§ **What you will do**:
1) From the visualizer code, extract the passage starting with "self._plot_multiple_policies(metrics, desired_fpr)" and going on through "plt.figure(figsize=(12, 6))".
2) Do these statements agree with the visualizer code? Answer yes or no for each, and quote the words of the visualizer code that decide it. (a) The default save directory is './benchmark_results'. (b) When only one policy is given, plot_threshold_analysis returns "multiple". (c) The plot for multiple policies places two subplots side by side.
--- START OF Document extract ---
Step 6: Visualization Implementation

The Visualizer class handles the creation and saving of plots to analyze threshold performance. It supports both single and multiple policy visualization with detailed metrics.

Copy and paste the following code to implement the visualizer:

import os
import matplotlib.pyplot as plt
import numpy as np

class Visualizer:
    """Handles all visualization tasks"""
    def __init__(self, save_dir: str = './benchmark_results', saving_title='results'):
        self.save_dir = save_dir
        os.makedirs(save_dir, exist_ok=True)
        self.saving_title = saving_title

    def plot_threshold_analysis(self, policy_id, metrics, desired_fpr=None):
        """Plot threshold analysis results with multiple visualization options"""
        print(f"Number of policies: {len(policy_id)}")  # Debug print

        if len(policy_id) == 1:
            print("Using single policy plot")
            self._plot_single_policy(metrics, desired_fpr)
            return "single"
        else:
            print("Using multiple policies plot")
            self._plot_multiple_policies(metrics, desired_fpr)
            return "multiple"

    def _plot_single_policy(self, metrics, desired_fpr=None):
        """Plot for single policy case"""
        plt.figure(figsize=(12, 6))

        # Get the threshold values from threshold_combinations
        thresholds = [list(tc.values())[0] for tc in metrics['threshold_combinations']]
        plt.bar('Accuracy', metrics['accuracy'], label='Accuracy')
        plt.bar('FPR', metrics['fpr'], label='False Positive Rate')
        plt.bar('FNR', metrics['fnr'], label='False Negative Rate')
        plt.bar('F1', metrics['f1'], label='F1 Score')

        if desired_fpr is not None:
            plt.axhline(y=desired_fpr, color='r', linestyle='--',
                        label=f'Desired FPR: {desired_fpr}')

        plt.xlabel('Metrics')
        plt.ylabel('Score')
        plt.title('Metrics vs Threshold')
        plt.legend()
        plt.grid(True)

        self._save_plot("single")

    def _plot_multiple_policies(self, metrics, desired_fpr=None):
        """Plot for multiple policies using mean threshold and subplots"""
        # Create figure with two subplots side by side
        fig, (ax1, ax2) = plt.subplots(1, 2, figsize=(20, 8))

        # Sort by FPR for better visualization
        sort_idx = np.argsort(metrics['fpr'])
--- END OF Document extract ---
--- START OF Items ---
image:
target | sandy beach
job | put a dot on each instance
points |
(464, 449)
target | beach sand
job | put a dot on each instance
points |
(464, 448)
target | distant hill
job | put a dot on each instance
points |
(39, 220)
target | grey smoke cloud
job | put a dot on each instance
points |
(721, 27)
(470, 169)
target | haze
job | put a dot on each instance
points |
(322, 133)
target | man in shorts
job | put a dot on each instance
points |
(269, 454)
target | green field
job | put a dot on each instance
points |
--- END OF Items ---
§ **Outputs in order**:
1)
self._plot_multiple_policies(metrics, desired_fpr)
            return "multiple"

    def _plot_single_policy(self, metrics, desired_fpr=None):
        """Plot for single policy case"""
        plt.figure(figsize=(12, 6))

2)
(a) Yes: "save_dir: str = './benchmark_results'"
(b) No: "if len(policy_id) == 1:" … "return "single""
(c) Yes: "Create figure with two subplots side by side"